● YOUR TASK:
Copy each line below in which the word "mountain" occurs.

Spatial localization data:

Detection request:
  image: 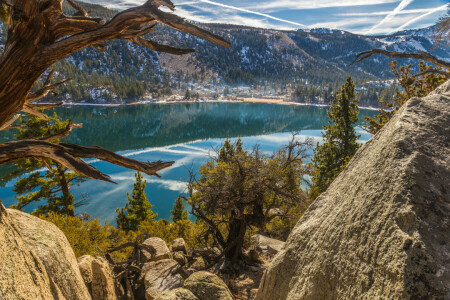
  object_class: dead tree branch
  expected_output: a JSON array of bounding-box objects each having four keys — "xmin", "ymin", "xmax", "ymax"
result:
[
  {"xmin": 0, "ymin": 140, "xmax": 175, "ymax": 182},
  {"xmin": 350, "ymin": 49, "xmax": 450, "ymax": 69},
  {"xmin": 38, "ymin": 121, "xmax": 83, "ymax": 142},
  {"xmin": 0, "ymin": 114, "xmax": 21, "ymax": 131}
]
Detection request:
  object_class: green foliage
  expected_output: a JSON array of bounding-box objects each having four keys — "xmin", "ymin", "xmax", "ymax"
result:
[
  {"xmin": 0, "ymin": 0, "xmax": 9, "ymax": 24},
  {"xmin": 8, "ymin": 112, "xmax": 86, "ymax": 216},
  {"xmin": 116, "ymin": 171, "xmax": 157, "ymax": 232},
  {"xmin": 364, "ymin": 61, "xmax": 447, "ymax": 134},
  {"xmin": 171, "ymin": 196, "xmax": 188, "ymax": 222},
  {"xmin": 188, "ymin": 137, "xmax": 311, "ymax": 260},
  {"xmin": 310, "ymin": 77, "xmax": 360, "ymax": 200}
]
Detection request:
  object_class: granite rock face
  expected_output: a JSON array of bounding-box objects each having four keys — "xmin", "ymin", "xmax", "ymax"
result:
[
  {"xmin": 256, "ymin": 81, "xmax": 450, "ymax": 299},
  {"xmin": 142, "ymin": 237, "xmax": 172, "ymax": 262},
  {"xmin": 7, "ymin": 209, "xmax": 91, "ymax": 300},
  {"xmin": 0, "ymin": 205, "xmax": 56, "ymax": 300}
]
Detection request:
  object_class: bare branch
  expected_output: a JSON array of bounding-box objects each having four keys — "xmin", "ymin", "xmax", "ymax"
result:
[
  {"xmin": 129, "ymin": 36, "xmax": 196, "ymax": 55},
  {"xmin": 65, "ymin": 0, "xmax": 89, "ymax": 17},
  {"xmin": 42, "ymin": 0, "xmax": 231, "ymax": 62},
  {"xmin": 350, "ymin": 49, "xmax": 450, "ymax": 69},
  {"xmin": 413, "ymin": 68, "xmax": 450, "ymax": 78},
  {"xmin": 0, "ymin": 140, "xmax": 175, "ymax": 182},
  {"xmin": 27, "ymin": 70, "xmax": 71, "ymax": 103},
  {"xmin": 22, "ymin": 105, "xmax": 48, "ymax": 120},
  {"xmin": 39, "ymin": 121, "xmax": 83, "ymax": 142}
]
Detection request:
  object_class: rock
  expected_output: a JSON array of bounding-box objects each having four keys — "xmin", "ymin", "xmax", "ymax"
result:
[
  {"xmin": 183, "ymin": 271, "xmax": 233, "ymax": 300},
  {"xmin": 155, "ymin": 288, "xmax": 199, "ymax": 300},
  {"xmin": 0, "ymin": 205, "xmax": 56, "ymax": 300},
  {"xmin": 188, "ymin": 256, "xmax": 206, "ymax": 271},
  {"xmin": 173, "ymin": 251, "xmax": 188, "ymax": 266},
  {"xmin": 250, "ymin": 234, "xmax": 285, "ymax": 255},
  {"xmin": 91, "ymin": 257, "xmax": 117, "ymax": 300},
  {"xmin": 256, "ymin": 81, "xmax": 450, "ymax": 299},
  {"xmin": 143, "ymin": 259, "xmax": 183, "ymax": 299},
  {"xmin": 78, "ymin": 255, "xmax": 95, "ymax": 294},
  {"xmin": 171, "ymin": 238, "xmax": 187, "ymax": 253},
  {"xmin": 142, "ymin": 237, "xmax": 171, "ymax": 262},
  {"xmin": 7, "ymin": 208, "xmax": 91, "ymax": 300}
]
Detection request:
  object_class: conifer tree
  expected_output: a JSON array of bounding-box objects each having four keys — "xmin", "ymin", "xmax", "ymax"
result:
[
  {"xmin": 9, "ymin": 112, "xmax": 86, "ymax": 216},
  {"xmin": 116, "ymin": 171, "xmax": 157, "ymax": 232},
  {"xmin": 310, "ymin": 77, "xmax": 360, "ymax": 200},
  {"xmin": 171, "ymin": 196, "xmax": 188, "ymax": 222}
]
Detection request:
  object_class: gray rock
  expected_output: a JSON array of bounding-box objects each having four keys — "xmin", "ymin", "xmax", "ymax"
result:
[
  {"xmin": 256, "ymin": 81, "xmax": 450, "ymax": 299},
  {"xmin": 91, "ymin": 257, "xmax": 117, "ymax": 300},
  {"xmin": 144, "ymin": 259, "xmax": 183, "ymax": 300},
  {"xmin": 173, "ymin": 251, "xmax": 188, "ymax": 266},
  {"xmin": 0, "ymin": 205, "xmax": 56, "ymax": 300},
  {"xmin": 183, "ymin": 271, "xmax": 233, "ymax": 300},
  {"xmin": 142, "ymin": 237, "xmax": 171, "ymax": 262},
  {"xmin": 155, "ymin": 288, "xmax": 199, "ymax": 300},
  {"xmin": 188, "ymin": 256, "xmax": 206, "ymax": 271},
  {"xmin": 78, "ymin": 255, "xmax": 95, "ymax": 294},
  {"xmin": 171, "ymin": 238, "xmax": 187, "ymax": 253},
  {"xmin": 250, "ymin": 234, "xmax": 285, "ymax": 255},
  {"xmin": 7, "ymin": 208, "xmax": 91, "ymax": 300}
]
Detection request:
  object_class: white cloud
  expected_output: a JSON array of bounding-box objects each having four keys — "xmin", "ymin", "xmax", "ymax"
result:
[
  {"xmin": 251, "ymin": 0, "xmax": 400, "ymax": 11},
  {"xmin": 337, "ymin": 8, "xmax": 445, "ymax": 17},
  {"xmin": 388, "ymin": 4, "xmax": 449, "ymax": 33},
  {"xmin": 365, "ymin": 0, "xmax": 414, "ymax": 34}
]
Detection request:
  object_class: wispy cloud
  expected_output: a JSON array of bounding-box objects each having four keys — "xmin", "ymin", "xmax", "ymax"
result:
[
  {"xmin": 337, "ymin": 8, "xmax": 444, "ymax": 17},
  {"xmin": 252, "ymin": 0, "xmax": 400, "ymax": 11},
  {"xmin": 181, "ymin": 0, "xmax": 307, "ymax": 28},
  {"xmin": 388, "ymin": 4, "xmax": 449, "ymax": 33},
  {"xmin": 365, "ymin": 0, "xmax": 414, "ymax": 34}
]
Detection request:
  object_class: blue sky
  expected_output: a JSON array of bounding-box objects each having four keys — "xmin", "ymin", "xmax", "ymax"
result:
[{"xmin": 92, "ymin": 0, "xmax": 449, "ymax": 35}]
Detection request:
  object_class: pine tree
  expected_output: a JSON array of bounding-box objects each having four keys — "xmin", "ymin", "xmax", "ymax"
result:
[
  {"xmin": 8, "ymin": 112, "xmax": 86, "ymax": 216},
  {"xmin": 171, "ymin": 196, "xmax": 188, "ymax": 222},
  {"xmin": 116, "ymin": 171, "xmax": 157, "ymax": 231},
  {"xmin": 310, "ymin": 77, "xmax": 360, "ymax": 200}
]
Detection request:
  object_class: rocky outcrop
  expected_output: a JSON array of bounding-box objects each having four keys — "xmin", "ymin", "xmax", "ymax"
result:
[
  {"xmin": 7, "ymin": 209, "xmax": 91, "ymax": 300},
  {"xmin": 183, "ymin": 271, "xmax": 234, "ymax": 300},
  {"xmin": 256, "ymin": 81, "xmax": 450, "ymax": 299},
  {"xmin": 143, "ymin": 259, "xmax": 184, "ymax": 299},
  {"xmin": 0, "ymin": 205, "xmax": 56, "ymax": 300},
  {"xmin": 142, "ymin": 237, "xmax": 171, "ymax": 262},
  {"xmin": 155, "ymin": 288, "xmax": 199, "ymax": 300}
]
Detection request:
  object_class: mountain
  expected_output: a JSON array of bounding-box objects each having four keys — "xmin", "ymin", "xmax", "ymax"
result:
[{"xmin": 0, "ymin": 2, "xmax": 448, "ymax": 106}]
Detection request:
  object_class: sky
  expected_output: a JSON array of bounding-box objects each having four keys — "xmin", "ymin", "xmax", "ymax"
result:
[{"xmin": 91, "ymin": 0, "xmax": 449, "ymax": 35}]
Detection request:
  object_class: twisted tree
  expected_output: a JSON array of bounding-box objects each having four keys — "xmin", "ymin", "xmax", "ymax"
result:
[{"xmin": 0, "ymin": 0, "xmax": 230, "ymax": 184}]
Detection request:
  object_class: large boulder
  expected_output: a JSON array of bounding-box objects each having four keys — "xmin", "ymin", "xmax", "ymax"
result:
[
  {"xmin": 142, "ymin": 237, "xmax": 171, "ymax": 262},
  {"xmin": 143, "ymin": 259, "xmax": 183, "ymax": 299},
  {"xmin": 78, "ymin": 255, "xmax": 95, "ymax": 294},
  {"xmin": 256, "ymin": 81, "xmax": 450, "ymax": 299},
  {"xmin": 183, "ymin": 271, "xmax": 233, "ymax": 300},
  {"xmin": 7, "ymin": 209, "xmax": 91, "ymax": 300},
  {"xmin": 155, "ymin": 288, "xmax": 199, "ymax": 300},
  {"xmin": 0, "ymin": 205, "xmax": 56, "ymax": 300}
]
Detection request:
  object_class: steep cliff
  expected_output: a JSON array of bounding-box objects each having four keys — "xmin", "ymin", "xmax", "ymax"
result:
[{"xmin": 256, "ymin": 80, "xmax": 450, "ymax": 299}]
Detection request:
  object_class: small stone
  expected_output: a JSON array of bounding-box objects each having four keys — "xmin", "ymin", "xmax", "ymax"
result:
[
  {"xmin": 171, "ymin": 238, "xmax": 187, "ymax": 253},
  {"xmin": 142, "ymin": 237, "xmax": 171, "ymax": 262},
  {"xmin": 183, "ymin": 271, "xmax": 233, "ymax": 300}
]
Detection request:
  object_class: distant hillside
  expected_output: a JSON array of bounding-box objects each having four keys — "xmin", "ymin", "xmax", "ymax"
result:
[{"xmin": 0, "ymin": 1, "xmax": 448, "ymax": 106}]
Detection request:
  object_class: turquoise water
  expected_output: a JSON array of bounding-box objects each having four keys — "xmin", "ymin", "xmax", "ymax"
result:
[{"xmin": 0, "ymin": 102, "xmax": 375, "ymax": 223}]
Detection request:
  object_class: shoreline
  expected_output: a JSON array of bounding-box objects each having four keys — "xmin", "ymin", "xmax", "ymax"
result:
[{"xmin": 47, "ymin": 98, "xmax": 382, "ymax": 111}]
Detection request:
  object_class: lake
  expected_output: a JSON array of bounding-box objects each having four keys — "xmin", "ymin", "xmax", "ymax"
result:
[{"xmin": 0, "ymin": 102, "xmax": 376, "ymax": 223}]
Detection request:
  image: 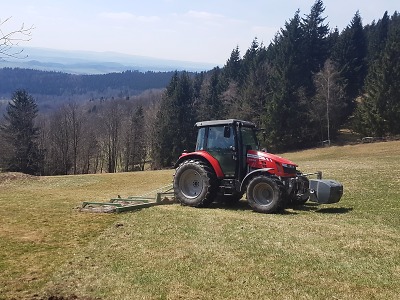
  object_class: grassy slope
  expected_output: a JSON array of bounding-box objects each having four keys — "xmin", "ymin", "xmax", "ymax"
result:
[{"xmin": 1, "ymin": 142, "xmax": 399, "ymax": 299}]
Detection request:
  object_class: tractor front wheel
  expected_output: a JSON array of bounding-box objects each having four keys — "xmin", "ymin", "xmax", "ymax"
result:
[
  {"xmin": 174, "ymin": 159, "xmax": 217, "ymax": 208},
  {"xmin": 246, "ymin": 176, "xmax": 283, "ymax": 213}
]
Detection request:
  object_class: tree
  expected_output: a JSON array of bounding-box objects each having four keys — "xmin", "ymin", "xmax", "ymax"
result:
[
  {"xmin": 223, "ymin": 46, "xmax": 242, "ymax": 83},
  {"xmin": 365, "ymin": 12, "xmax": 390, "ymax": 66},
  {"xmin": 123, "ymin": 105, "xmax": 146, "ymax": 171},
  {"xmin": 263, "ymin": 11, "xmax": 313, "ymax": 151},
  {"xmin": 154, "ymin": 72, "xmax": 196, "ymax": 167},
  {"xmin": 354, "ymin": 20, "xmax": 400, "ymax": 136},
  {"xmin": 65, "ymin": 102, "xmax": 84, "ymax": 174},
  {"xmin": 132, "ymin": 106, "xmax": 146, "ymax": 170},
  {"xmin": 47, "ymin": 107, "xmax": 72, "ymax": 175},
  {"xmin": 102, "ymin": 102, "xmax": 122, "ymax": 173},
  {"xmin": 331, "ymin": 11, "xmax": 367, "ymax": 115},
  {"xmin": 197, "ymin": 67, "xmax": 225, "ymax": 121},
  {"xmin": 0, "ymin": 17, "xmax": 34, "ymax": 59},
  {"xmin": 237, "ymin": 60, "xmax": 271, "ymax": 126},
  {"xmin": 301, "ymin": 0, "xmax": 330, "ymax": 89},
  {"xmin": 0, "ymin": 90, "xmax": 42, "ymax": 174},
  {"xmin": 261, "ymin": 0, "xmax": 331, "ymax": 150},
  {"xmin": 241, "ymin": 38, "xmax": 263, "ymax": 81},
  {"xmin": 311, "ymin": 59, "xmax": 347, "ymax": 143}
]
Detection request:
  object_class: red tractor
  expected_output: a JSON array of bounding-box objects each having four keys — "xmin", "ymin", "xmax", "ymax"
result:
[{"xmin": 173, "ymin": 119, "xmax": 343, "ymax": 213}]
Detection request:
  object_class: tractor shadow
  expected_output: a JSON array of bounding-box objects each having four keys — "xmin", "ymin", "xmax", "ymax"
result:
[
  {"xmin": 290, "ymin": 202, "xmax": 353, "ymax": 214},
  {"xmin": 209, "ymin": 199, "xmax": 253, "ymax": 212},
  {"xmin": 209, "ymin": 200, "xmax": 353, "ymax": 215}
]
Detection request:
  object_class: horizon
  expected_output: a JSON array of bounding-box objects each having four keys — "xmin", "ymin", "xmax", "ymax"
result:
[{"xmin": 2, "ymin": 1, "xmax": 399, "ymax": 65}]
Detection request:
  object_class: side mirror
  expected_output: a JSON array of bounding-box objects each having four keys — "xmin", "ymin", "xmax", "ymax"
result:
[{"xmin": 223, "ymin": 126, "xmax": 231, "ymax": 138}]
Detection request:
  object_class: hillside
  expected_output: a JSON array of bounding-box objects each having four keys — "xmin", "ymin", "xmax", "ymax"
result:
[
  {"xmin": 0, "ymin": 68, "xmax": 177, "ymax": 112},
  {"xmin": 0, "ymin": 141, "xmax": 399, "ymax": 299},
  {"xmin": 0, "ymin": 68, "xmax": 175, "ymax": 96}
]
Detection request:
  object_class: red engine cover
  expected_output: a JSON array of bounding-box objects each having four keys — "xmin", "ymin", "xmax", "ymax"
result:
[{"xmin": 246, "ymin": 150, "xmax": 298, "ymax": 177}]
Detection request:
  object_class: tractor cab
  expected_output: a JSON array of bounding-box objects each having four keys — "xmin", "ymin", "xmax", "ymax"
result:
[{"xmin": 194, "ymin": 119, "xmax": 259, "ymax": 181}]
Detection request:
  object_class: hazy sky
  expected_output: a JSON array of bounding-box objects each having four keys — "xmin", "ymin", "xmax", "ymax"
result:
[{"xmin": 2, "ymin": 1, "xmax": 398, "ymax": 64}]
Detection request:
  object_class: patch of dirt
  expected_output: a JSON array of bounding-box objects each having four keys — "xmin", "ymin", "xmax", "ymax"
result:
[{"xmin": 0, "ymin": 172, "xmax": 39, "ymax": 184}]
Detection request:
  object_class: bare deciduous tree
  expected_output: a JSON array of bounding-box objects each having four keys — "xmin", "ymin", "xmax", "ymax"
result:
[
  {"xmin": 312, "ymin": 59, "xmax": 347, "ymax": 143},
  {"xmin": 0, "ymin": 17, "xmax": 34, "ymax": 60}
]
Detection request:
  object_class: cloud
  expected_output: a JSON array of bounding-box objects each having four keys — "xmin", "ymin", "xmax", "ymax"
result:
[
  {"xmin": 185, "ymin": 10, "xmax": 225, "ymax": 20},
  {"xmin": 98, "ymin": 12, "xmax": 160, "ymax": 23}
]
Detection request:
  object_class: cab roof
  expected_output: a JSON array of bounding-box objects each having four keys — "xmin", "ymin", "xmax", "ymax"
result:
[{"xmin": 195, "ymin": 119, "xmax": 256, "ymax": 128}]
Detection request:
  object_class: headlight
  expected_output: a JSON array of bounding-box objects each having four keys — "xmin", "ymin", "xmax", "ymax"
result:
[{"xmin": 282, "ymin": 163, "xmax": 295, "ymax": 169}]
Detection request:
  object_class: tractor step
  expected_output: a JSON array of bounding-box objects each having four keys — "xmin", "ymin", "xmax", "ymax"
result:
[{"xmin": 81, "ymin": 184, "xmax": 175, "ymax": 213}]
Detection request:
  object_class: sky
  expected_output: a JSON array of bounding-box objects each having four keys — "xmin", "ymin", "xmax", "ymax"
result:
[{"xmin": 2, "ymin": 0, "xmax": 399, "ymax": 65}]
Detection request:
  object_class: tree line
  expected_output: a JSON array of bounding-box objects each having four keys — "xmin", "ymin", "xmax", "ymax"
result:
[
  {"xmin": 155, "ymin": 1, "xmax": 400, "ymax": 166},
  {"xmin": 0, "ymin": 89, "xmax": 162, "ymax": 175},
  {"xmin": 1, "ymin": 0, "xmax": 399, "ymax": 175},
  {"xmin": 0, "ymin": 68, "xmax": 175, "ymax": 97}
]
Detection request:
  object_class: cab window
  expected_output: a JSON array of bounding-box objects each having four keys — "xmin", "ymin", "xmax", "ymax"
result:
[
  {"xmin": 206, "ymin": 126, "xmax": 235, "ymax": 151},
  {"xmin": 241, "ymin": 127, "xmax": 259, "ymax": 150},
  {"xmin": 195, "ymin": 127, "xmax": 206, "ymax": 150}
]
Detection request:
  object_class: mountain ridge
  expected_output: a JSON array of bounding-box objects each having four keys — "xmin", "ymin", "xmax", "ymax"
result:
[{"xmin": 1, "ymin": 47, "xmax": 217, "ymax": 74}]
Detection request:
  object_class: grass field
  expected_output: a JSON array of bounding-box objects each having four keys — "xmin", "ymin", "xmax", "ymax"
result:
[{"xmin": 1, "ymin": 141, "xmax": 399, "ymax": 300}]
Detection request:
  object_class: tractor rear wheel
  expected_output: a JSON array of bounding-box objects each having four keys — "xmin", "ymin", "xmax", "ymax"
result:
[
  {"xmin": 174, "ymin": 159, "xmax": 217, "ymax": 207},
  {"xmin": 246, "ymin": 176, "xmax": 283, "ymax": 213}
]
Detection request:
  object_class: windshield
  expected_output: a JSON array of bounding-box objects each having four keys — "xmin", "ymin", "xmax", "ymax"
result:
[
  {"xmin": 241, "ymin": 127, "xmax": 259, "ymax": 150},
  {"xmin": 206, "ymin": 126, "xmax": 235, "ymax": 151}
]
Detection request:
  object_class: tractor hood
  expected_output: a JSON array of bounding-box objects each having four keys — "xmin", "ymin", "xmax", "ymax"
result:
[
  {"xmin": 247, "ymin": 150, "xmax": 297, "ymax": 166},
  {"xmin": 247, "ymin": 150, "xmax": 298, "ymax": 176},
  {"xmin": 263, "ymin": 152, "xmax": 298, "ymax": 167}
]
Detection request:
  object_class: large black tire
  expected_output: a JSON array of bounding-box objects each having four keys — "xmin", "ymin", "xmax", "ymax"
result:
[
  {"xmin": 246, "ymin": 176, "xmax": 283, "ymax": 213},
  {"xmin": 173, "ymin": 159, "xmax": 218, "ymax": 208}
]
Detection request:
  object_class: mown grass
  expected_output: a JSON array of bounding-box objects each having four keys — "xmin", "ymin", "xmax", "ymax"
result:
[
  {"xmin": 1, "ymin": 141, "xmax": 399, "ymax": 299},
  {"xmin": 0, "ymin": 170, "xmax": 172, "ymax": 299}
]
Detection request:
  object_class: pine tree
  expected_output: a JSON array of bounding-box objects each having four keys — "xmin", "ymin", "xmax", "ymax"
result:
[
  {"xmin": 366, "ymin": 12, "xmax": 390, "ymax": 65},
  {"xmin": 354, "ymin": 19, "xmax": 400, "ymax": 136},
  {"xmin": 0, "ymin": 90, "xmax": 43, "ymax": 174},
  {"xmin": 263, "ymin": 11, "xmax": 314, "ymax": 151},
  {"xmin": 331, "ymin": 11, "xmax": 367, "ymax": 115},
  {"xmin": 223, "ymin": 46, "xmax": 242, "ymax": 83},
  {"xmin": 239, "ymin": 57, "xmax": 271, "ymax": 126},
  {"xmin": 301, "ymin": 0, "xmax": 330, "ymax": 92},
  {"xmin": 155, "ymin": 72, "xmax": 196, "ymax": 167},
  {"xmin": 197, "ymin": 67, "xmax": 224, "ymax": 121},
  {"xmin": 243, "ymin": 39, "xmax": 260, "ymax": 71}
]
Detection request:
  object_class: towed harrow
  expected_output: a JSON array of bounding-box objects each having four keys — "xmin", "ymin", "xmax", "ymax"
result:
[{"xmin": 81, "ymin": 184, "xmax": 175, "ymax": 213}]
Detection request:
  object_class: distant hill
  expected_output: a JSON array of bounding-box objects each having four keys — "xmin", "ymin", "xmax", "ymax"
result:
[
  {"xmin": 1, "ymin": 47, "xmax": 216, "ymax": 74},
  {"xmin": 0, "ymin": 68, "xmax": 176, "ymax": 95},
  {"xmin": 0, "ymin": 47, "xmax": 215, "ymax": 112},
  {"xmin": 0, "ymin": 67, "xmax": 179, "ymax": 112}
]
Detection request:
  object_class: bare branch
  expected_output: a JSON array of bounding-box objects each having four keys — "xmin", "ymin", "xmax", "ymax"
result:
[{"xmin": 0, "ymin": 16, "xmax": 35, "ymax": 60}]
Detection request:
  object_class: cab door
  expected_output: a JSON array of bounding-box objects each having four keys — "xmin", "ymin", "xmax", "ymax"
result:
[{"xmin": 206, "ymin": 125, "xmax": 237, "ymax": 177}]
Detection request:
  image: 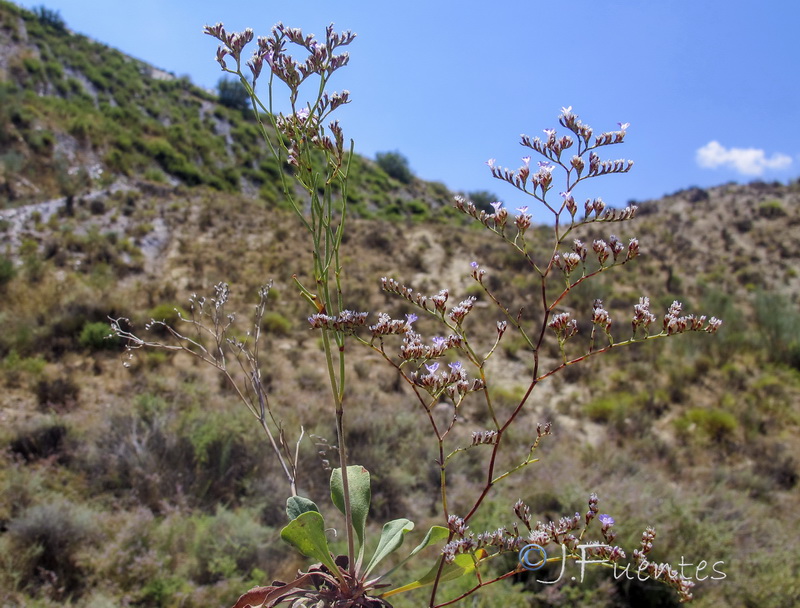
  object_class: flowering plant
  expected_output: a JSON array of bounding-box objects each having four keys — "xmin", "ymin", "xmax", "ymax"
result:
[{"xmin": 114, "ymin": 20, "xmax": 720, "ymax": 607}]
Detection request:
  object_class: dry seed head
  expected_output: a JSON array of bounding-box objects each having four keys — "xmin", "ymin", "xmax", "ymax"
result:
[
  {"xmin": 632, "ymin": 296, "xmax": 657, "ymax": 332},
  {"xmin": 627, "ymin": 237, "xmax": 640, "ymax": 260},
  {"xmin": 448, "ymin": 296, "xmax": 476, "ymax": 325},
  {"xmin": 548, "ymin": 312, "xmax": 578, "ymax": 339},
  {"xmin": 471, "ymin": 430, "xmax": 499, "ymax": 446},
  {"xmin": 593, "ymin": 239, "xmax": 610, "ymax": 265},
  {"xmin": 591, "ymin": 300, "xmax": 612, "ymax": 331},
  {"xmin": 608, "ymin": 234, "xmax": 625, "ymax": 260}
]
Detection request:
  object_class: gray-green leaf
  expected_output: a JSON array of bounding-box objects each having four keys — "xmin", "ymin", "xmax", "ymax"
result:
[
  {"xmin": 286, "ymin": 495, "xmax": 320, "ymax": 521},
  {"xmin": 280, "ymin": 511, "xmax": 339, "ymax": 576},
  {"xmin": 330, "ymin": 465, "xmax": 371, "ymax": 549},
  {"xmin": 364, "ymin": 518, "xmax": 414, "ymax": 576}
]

● OUTPUT OF THE TASK:
  object_class: mountain
  object_class: mountain ridge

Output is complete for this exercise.